* Exercise instructions: All entries, exactly as written, should be output again.

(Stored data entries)
########

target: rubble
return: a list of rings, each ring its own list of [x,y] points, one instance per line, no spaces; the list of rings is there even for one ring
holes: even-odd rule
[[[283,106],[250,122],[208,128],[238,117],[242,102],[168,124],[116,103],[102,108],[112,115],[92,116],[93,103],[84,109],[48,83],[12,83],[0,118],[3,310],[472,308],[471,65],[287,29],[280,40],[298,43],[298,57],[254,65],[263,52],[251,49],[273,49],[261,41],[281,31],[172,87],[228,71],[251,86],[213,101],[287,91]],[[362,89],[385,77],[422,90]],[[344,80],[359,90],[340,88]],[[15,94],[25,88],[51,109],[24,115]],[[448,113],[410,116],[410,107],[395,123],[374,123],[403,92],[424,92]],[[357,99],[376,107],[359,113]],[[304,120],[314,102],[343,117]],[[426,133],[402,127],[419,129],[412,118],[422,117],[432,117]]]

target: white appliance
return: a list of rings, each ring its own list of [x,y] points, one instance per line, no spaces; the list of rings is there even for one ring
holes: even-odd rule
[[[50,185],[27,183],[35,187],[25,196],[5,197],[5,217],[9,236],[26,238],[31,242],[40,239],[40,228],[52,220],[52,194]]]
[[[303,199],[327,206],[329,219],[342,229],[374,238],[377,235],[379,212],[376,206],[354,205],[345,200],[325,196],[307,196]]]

########

* Result for this task:
target: rubble
return: a list of rings, each ring its own list of [x,y] points, one instance per line, no spaces; the list of rings is there even for one ring
holes: even-odd rule
[[[283,106],[250,122],[208,128],[238,117],[242,102],[168,124],[116,103],[102,108],[112,115],[92,116],[93,103],[84,109],[48,83],[12,83],[0,118],[3,310],[472,308],[471,65],[287,29],[280,40],[298,43],[298,57],[254,65],[263,52],[251,49],[273,49],[261,41],[281,31],[172,87],[228,71],[251,86],[213,101],[287,91]],[[362,89],[385,77],[422,90]],[[344,80],[359,90],[340,88]],[[15,94],[25,88],[51,109],[24,115]],[[448,113],[410,116],[410,107],[395,123],[374,123],[403,92],[424,92]],[[357,99],[376,107],[359,113]],[[304,120],[314,102],[343,117]],[[426,133],[402,127],[419,129],[412,118],[422,117],[432,117]]]

target: white appliance
return: a list of rings, each ring its own list of [x,y] points, one instance per line, no spaces; the list of rings is there even for one ring
holes: even-odd rule
[[[50,185],[27,183],[35,187],[25,196],[5,197],[5,217],[9,236],[26,238],[31,242],[40,239],[40,228],[52,220],[52,194]]]
[[[303,199],[327,206],[329,219],[342,229],[374,238],[377,235],[379,212],[376,206],[354,205],[345,200],[325,196],[307,196]]]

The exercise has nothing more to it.